◆ Working data:
⟨

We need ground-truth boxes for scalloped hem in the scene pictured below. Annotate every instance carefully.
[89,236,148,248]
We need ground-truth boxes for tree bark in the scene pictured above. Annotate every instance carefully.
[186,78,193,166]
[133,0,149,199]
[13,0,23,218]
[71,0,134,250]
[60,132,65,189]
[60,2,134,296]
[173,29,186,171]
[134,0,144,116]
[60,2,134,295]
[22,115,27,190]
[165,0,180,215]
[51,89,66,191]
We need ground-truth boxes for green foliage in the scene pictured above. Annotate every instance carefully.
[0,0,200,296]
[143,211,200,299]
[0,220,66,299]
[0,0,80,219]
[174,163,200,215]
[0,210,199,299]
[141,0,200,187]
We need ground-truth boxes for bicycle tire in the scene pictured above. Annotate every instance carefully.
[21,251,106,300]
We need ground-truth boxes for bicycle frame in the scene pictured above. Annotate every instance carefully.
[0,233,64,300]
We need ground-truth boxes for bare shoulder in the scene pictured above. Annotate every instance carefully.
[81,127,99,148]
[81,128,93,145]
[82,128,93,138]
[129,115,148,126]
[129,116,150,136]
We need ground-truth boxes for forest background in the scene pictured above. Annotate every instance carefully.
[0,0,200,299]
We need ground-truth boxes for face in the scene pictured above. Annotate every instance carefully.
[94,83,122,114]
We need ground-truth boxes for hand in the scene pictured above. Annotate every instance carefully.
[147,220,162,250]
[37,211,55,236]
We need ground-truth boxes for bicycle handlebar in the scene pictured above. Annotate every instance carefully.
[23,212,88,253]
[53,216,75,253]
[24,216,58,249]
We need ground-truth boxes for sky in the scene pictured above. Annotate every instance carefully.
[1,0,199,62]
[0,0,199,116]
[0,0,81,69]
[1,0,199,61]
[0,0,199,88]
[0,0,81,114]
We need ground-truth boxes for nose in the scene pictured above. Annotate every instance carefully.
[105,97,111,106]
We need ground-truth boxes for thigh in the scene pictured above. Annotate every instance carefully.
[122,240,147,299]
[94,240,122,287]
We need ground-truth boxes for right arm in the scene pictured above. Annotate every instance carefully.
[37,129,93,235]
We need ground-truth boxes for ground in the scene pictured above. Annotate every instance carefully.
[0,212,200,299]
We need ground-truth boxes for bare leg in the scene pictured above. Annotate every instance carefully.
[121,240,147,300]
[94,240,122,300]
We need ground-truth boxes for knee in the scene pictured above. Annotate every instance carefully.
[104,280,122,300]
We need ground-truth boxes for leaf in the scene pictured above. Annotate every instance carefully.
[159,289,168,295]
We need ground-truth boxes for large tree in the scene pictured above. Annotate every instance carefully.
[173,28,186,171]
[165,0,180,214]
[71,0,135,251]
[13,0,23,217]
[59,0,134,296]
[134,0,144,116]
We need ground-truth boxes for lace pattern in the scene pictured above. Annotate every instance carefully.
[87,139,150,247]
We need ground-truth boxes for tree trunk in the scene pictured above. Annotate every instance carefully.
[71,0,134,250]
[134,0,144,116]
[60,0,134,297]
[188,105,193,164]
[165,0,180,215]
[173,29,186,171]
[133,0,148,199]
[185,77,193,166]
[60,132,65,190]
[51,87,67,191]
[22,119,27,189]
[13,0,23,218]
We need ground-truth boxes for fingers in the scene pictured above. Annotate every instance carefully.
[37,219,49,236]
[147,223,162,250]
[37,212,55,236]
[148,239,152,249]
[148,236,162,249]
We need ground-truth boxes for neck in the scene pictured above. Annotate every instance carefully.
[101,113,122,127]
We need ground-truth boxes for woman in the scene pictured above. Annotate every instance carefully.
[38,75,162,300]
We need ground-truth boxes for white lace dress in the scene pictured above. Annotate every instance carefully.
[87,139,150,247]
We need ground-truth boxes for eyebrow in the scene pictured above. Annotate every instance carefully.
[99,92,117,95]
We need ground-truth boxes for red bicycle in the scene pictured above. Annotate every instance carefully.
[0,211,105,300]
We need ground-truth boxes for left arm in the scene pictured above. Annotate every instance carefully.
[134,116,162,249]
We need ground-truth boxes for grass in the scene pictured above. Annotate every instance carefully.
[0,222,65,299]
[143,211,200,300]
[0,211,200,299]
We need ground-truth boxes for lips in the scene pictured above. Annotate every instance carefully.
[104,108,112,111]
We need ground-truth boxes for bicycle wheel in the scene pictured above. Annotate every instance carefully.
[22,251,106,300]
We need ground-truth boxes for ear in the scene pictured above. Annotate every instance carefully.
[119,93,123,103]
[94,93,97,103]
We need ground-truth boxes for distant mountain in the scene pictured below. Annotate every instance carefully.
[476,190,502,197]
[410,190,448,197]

⟩

◆ How to complete this task: Could you print all of the entries again exactly as they stand?

◆ Solution to this exercise:
We need ground-truth boxes for scalloped hem in the scene pictured below. Annotate every instance carefully.
[89,236,148,248]
We need ground-truth boxes for tree bark in the scene pictured above. Annotate every instance carefully.
[186,78,193,166]
[133,0,149,199]
[13,0,23,218]
[71,0,134,250]
[60,132,65,189]
[60,2,134,296]
[173,29,186,171]
[134,0,144,116]
[60,2,134,295]
[22,115,27,190]
[165,0,180,215]
[51,89,66,191]
We need ground-truth boxes for green foliage in the scene pictured above. Annotate every instance carefully.
[0,0,200,296]
[143,211,200,299]
[0,220,66,299]
[0,0,80,219]
[174,163,200,215]
[0,210,199,299]
[141,0,200,187]
We need ground-truth boxes for bicycle tire in the scene pictured above. Annotate every instance carefully.
[21,251,106,300]
We need ground-truth boxes for bicycle frame in the scene pictured above. Annotate every instance carefully.
[0,233,64,300]
We need ground-truth boxes for bare shoulder in the scene pictured above. Annotate every instance carefully.
[81,127,99,148]
[81,128,93,145]
[82,128,93,138]
[129,115,148,126]
[129,116,150,136]
We need ground-truth boxes for forest background in the scene pictured above. Annotate every instance carefully.
[0,0,200,299]
We need ground-truth boxes for face in the scene pictured above. Annotate every instance carefully.
[94,83,122,114]
We need ground-truth boxes for hand in the scene pictured above. Annotate every instance carefully.
[147,220,162,250]
[37,211,55,236]
We need ground-truth boxes for bicycle handlebar in the scene pictured above. Annotate every instance carefully.
[23,212,88,253]
[53,216,75,253]
[24,216,58,249]
We need ground-truth boxes for sky in the scene pictured above. Annotate every instance carefully.
[1,0,199,62]
[0,0,199,116]
[0,0,81,69]
[1,0,199,61]
[0,0,199,88]
[0,0,81,114]
We need ground-truth boxes for nose in the scene pictured above. Annotate every instance carefully.
[105,97,111,106]
We need ground-truth boxes for thigh in the scene pictured above. Annotate every instance carefully.
[122,240,147,299]
[94,240,122,287]
We need ground-truth boxes for right arm in the scene pictured above. Annotate every instance carefully.
[37,129,93,235]
We need ground-truth boxes for ground in the scene pictured above. Annotate every instance carefully.
[0,212,200,299]
We need ground-truth boxes for bare leg in the scene pictured above. Annotate every instance carefully.
[121,240,147,300]
[94,240,122,300]
We need ground-truth boxes for knee in the scene pictured above. Annotate every instance carefully.
[104,280,122,300]
We need ground-truth boxes for leaf in the scene pictured above. Annotate every instance carefully.
[159,289,168,295]
We need ground-truth boxes for large tree in the scene pictured above. Annotate every instance carefully.
[173,28,186,171]
[165,0,180,214]
[71,0,135,251]
[13,0,23,217]
[59,0,134,296]
[134,0,144,116]
We need ground-truth boxes for lace pattern in the scene pictured above. Annotate every instance carefully.
[87,139,150,247]
We need ground-truth boxes for tree trunk in the scene pictured above. Annotate every instance carefully.
[71,0,134,250]
[134,0,144,116]
[60,0,134,297]
[188,105,193,164]
[165,0,180,215]
[173,29,186,171]
[133,0,148,199]
[185,77,193,166]
[60,132,65,190]
[51,87,67,191]
[22,119,27,189]
[13,0,23,218]
We need ground-truth boxes for fingers in the scene pictured above. Annotate every instance carefully.
[37,219,49,236]
[147,223,162,250]
[37,212,55,236]
[148,239,152,249]
[148,236,162,249]
We need ground-truth boxes for neck in the scene pictured above. Annotate every instance carefully.
[101,113,122,127]
We need ground-truth boxes for woman in the scene pictured above. Annotate every instance carefully.
[38,75,162,300]
We need ground-truth boxes for white lace dress in the scene pictured above. Annotate every instance carefully.
[87,139,150,247]
We need ground-truth boxes for eyebrow in the scene pictured above. Annotate every instance carefully.
[99,92,117,95]
We need ground-truth boxes for red bicycle in the scene pictured above. Annotate every instance carefully.
[0,211,105,300]
We need ground-truth boxes for left arm in the scene pictured above. Annotate every instance carefully.
[134,116,162,249]
We need ground-truth boxes for grass in the scene pictured above. Annotate every instance carefully.
[0,222,65,299]
[143,211,200,300]
[0,211,200,299]
We need ground-truth boxes for lips in the scene pictured above. Annotate every instance carefully.
[104,108,112,111]
We need ground-truth boxes for bicycle wheel in the scene pictured above. Annotate every instance carefully.
[22,251,106,300]
We need ground-truth boxes for ear in the scene pictured above. Annotate every instance carefully.
[119,93,123,103]
[94,93,97,103]
We need ground-truth boxes for distant mountain in the scene pictured below. Annotate every instance carefully.
[476,190,502,197]
[410,190,448,197]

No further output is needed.